» **Object point labels**

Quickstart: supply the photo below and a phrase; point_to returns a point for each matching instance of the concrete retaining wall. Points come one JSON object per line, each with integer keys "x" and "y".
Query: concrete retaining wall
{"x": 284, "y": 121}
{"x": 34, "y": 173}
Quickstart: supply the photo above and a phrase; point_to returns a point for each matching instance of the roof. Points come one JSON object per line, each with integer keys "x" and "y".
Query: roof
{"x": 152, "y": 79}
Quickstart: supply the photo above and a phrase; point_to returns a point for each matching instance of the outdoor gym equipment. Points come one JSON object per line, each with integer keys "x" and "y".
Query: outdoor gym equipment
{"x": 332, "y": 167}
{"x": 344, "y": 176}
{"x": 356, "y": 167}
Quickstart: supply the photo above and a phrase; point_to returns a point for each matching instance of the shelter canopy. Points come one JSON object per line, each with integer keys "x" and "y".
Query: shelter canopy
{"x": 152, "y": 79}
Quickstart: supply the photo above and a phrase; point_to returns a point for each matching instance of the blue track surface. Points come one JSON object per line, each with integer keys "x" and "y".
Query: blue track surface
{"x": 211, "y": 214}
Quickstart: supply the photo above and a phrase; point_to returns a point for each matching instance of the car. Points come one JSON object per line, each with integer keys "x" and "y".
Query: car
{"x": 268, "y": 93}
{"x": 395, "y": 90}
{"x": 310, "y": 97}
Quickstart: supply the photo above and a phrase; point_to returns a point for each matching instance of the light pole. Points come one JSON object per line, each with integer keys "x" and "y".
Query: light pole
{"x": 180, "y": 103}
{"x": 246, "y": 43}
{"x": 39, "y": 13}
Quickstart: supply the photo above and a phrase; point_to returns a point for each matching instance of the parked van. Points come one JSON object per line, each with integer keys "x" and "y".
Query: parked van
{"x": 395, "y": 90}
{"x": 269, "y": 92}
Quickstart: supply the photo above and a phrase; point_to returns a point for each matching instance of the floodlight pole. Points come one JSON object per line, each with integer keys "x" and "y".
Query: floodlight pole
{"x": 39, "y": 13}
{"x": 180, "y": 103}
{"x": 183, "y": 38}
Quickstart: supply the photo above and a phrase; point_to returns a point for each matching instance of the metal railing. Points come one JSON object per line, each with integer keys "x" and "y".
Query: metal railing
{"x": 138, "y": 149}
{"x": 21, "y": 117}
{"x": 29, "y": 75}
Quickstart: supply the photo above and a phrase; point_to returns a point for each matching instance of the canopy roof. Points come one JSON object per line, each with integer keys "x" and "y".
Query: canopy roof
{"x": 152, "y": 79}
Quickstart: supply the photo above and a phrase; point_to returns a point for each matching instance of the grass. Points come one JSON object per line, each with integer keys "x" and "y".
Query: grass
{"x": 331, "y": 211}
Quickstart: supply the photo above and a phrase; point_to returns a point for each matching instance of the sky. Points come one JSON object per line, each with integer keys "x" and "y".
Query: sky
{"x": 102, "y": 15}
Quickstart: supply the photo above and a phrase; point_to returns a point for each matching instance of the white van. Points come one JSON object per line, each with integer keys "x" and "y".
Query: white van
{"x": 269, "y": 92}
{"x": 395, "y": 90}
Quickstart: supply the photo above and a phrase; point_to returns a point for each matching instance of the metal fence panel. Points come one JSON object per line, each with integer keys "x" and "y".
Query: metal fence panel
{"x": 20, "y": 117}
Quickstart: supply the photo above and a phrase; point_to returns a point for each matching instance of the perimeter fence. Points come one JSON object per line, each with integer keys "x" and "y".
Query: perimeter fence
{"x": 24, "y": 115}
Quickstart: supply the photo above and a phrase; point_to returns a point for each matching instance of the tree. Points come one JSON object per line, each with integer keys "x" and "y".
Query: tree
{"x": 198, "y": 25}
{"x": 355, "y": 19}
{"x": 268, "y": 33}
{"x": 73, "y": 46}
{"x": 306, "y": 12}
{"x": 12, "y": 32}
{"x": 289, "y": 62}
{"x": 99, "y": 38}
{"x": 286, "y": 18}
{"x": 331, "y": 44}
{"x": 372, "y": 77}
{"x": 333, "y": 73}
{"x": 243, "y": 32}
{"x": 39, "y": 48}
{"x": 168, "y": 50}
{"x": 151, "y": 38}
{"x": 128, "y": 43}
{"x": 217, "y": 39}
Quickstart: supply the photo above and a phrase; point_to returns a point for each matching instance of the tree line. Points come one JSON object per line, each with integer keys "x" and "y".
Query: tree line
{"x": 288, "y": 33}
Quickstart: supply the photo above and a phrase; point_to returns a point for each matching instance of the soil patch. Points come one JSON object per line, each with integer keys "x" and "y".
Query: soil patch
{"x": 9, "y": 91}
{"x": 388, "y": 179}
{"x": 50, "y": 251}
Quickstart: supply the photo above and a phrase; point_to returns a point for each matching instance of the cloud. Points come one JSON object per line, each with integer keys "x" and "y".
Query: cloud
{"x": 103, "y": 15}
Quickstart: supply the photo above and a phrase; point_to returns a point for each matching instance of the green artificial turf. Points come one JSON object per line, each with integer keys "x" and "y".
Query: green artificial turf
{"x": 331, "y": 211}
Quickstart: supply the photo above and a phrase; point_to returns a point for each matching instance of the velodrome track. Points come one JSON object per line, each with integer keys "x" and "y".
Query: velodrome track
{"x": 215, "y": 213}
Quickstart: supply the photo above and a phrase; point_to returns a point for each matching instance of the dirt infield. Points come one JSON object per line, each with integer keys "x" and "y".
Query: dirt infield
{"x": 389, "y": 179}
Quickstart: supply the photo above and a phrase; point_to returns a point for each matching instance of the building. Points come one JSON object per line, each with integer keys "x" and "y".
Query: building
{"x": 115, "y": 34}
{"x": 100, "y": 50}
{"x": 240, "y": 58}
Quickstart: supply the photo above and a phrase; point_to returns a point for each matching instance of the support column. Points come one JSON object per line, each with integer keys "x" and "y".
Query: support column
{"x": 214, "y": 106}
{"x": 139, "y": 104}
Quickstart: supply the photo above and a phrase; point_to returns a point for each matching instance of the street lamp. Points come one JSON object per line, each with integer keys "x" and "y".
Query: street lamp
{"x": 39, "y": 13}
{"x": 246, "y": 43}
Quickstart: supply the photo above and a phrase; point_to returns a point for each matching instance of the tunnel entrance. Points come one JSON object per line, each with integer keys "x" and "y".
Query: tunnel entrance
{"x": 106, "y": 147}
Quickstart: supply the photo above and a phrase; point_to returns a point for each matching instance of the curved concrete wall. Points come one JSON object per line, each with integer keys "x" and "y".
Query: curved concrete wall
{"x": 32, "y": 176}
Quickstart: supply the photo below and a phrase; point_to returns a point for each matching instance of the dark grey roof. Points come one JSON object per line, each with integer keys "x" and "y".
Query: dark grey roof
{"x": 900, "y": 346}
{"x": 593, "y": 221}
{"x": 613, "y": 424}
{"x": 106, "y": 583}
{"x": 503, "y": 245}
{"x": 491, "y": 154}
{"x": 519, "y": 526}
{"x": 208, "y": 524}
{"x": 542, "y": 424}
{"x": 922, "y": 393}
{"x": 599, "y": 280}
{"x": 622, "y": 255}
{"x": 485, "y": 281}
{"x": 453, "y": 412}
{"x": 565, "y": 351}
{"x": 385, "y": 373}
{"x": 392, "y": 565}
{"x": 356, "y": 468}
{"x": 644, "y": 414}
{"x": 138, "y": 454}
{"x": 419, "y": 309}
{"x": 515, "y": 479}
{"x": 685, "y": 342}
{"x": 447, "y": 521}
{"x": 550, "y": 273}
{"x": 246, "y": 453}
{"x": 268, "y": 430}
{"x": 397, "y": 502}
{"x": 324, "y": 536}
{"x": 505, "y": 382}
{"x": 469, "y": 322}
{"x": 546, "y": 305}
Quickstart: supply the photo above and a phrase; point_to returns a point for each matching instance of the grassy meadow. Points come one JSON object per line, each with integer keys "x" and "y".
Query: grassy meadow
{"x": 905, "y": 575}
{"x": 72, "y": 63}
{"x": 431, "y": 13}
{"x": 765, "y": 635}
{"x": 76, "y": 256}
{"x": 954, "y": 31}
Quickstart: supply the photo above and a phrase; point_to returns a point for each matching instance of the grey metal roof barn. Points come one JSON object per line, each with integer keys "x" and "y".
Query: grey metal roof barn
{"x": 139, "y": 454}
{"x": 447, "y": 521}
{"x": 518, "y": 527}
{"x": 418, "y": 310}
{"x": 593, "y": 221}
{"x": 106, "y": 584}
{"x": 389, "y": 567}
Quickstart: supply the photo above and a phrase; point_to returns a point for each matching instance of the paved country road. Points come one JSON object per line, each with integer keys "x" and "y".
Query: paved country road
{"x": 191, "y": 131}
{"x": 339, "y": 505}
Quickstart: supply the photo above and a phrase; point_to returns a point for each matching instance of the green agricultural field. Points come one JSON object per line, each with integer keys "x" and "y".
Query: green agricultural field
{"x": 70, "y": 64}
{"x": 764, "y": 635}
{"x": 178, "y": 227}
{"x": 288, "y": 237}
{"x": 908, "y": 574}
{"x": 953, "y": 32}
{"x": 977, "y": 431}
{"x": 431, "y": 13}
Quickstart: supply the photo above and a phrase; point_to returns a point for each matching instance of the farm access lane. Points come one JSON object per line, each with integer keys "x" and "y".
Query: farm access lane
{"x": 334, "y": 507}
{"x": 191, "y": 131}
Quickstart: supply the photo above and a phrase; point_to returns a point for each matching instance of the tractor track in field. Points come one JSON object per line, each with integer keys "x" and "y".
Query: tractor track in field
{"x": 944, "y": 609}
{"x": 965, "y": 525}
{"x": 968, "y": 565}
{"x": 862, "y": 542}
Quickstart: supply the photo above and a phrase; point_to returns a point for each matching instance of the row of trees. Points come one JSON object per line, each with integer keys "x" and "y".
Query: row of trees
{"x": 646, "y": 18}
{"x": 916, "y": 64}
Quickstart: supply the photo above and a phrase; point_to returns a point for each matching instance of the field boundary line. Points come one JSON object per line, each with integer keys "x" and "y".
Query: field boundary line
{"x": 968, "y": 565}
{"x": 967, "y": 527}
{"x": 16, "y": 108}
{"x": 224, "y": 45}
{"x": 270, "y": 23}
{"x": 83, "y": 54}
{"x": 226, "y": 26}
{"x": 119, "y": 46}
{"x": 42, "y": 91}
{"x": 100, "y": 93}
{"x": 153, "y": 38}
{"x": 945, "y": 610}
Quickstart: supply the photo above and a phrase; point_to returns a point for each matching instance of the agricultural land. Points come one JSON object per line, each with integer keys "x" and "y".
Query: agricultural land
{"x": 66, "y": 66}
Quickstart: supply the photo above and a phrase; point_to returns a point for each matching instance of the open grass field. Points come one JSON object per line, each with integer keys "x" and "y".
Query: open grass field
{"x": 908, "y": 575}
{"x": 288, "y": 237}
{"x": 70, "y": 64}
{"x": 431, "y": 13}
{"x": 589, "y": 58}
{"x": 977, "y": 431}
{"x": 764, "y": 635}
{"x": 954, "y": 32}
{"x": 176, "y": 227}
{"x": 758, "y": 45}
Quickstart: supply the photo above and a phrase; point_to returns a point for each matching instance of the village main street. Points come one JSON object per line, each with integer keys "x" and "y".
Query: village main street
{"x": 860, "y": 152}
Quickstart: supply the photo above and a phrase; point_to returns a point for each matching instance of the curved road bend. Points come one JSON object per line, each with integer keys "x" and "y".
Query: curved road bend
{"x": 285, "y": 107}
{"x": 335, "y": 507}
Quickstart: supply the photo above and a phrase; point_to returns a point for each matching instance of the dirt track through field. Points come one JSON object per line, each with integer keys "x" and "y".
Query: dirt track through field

» **EXERCISE DESCRIPTION**
Reproduce exactly the line that holds "of the agricultural", then every line after it, ending with the final line of the records above.

» **FULL ANSWER**
Quickstart: supply the photo above and a phrase; point_to returns a point for each matching instance of the agricultural land. Points come one JSON object per line, each with integer keys "x" and "y".
Query: agricultural land
{"x": 66, "y": 66}
Quickstart: supply the photo above and a phrase; point_to returns a point for each matching instance of the open grass field. Points come one JSON object per line, each with integer keys "x" and "y".
Query: open grass field
{"x": 908, "y": 575}
{"x": 288, "y": 237}
{"x": 70, "y": 64}
{"x": 431, "y": 13}
{"x": 589, "y": 58}
{"x": 977, "y": 431}
{"x": 764, "y": 635}
{"x": 954, "y": 32}
{"x": 176, "y": 227}
{"x": 758, "y": 45}
Quickstart: supply the photo above and a phrase; point_to returns a point for each matching instance of the village main street. Points come one JSON object per line, each with integer keys "x" and "y".
Query: village main street
{"x": 860, "y": 152}
Quickstart: supply the photo above and a phrase; point_to returns a point for each matching instance of the curved road bend. Points come one JSON object per line, each with integer keys "x" and "y".
Query: curved road bend
{"x": 285, "y": 107}
{"x": 335, "y": 507}
Quickstart: supply the photo above and a phrase; point_to returns a point for each matching instance of the dirt track through field. Points come one JSON object per line, each with integer keys "x" and "y".
Query: dirt track through field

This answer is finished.